Repeat the entries exactly but omit the pictures.
┌──
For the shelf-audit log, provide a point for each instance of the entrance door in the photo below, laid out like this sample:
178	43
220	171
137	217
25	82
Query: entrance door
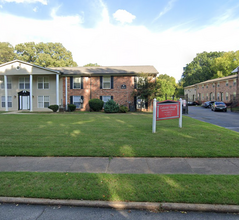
25	102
└──
-- The completed task --
For the shelf-audit log, provide a point for each instance of the entrance door in the photo below, laid out like this sample:
178	43
220	171
137	217
25	82
Query: entrance door
25	102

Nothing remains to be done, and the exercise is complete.